++++ Material provided ++++
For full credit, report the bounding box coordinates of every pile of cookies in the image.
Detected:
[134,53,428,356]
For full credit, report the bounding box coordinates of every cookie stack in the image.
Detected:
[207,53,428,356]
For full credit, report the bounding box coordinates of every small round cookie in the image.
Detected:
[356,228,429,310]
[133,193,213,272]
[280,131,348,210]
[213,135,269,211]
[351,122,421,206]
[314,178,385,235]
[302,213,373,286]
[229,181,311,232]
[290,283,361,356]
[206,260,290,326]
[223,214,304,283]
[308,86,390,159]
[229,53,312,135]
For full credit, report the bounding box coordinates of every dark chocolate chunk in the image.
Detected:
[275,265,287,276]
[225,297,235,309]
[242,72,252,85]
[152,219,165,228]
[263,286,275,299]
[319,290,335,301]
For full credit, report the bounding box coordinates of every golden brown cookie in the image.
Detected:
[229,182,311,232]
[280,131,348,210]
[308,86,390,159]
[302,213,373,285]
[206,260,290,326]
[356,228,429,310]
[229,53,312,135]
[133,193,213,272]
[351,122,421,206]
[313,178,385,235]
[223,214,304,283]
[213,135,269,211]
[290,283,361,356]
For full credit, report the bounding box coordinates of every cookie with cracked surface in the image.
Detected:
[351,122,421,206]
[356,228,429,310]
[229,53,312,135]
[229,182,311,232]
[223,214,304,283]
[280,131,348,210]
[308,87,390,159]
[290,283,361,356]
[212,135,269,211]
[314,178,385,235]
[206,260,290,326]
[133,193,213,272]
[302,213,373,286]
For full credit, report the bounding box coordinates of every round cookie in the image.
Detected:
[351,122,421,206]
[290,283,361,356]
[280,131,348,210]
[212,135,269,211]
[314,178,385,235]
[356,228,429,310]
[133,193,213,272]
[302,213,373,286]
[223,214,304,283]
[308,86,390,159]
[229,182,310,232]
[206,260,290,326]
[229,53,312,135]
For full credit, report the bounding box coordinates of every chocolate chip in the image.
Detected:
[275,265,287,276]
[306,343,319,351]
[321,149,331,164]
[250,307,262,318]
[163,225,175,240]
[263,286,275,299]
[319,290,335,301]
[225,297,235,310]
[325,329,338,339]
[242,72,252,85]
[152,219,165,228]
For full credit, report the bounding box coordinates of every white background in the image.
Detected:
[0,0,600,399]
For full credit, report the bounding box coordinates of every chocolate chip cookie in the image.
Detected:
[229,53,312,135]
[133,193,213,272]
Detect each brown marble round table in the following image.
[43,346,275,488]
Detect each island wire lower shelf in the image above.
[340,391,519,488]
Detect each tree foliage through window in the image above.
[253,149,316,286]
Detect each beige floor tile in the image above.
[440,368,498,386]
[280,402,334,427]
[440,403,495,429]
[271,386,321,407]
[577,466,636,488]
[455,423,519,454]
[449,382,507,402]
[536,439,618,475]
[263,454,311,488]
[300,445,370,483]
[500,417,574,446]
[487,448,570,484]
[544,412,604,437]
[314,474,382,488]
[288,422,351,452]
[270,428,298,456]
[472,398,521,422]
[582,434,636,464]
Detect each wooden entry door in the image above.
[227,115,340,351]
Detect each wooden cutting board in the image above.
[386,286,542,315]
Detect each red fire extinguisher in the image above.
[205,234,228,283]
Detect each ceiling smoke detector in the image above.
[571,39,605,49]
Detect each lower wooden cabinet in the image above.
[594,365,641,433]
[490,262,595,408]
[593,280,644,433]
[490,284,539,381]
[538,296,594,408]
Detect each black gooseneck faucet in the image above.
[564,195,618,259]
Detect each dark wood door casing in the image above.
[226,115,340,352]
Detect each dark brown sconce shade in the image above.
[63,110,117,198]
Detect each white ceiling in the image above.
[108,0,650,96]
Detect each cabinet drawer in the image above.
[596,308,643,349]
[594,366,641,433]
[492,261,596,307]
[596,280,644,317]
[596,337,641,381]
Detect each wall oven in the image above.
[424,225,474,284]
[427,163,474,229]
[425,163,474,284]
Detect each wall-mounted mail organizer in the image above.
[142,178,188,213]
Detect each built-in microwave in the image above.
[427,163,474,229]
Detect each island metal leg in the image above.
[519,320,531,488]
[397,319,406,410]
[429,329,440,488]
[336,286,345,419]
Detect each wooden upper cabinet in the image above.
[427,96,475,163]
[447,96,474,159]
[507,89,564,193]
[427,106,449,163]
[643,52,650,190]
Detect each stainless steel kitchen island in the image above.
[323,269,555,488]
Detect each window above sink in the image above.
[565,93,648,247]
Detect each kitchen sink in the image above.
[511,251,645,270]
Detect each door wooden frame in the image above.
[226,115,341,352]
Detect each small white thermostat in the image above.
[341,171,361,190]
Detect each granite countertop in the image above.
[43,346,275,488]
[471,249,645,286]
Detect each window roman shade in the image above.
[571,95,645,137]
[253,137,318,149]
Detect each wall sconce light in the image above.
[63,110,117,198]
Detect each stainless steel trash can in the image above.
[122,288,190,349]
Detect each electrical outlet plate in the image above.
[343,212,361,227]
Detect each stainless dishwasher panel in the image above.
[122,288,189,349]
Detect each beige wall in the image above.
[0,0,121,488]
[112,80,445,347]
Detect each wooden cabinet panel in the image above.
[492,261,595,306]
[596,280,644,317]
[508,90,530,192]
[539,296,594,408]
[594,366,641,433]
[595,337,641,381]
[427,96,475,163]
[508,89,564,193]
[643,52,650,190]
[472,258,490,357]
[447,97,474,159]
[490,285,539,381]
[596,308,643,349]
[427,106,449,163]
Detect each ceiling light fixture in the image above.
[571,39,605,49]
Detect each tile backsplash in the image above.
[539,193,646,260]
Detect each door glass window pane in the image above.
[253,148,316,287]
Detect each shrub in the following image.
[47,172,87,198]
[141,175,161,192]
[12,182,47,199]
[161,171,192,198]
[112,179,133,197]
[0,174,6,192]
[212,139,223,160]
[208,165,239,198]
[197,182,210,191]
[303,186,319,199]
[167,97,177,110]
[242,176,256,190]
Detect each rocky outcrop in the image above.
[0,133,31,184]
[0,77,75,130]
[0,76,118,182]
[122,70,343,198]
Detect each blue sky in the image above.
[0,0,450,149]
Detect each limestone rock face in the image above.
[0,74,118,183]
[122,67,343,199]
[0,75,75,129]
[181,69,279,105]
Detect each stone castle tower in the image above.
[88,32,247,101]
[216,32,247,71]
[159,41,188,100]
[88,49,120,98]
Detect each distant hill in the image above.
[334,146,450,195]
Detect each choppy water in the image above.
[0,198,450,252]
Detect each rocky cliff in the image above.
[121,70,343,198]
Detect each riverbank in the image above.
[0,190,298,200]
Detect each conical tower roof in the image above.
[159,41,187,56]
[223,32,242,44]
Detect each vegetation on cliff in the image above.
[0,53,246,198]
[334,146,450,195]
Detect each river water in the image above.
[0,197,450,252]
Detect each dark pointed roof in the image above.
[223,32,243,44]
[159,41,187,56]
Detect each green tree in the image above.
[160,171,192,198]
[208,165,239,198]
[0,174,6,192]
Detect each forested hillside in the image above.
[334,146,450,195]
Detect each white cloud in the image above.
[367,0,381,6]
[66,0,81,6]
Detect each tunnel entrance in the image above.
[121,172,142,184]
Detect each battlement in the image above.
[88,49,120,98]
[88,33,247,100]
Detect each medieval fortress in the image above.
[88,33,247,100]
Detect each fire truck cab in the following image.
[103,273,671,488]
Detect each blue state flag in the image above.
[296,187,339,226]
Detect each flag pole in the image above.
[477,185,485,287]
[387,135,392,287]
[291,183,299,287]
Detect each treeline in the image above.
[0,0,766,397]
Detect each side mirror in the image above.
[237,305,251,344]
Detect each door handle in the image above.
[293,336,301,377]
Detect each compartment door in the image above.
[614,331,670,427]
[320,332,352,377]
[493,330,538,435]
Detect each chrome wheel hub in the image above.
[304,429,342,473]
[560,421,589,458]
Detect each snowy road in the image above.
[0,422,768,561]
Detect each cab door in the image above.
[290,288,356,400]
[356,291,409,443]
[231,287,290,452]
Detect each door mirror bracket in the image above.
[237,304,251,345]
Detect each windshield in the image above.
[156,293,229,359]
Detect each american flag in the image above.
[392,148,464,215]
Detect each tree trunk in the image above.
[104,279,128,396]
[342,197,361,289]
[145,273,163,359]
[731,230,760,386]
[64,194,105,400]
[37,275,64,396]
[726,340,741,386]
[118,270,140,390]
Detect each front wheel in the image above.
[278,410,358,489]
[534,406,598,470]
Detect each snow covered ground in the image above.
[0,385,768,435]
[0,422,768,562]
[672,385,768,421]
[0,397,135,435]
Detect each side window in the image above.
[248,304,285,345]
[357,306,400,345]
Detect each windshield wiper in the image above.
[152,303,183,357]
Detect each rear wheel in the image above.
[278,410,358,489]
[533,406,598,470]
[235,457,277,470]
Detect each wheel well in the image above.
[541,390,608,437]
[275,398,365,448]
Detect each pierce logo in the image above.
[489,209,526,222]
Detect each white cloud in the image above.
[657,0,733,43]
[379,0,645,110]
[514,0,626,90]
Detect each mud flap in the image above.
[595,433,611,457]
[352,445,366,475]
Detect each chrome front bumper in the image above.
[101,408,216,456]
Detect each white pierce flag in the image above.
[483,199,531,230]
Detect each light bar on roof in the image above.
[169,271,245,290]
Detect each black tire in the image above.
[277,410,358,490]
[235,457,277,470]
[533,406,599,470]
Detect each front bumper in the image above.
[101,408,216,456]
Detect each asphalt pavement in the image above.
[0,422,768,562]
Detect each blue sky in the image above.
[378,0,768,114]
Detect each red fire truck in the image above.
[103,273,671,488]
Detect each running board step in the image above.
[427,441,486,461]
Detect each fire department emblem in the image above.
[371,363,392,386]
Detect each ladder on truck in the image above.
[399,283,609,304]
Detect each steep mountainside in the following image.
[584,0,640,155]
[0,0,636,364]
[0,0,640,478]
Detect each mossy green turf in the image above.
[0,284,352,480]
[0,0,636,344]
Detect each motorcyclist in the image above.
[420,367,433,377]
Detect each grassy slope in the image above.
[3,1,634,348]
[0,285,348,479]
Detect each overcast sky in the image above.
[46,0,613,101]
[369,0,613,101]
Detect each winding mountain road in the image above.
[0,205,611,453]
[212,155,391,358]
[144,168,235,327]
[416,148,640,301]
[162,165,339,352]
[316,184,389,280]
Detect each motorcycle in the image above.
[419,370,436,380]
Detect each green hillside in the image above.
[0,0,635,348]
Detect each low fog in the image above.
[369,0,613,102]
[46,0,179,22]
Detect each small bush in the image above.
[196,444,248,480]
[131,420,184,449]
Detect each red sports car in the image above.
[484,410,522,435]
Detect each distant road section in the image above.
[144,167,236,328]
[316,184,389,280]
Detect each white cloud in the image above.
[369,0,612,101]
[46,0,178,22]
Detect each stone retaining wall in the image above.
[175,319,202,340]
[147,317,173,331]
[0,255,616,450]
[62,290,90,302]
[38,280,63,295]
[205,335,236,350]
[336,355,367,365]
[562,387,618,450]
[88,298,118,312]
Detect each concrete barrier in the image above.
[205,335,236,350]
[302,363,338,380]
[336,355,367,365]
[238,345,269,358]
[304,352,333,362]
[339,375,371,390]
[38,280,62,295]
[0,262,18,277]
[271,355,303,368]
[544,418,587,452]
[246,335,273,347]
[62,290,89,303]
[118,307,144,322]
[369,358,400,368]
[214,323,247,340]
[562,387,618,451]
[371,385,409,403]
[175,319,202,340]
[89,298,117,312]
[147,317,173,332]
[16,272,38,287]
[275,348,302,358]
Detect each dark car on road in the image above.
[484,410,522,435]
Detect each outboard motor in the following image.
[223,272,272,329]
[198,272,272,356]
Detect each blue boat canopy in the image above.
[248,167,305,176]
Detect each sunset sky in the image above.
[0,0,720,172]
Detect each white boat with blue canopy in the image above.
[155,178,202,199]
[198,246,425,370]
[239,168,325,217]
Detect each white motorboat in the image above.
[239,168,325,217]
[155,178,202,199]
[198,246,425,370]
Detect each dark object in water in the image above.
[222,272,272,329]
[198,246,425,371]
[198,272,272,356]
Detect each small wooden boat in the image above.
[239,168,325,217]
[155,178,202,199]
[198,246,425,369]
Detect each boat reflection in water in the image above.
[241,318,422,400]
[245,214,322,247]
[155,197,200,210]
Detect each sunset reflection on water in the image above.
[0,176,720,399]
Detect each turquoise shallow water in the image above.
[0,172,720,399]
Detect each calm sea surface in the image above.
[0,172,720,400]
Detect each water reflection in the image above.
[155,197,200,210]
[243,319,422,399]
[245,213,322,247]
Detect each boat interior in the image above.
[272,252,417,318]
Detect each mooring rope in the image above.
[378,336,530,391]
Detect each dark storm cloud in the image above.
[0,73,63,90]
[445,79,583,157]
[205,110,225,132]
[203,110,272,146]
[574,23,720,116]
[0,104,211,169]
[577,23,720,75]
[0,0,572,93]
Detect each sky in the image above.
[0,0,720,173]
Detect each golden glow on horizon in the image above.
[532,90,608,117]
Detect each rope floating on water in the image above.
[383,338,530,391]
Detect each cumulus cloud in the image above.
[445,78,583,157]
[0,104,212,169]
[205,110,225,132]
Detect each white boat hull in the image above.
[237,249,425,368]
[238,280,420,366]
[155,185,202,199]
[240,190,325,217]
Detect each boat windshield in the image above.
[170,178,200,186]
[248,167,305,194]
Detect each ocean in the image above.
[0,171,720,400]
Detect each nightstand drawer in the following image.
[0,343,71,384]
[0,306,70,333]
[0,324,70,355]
++++
- [Requirements]: Pull out every line in the entries above that contains the string "drawer", and copy each one in full.

- [Correct response]:
Detect each cabinet drawer in the image above.
Detect each nightstand drawer in the following image.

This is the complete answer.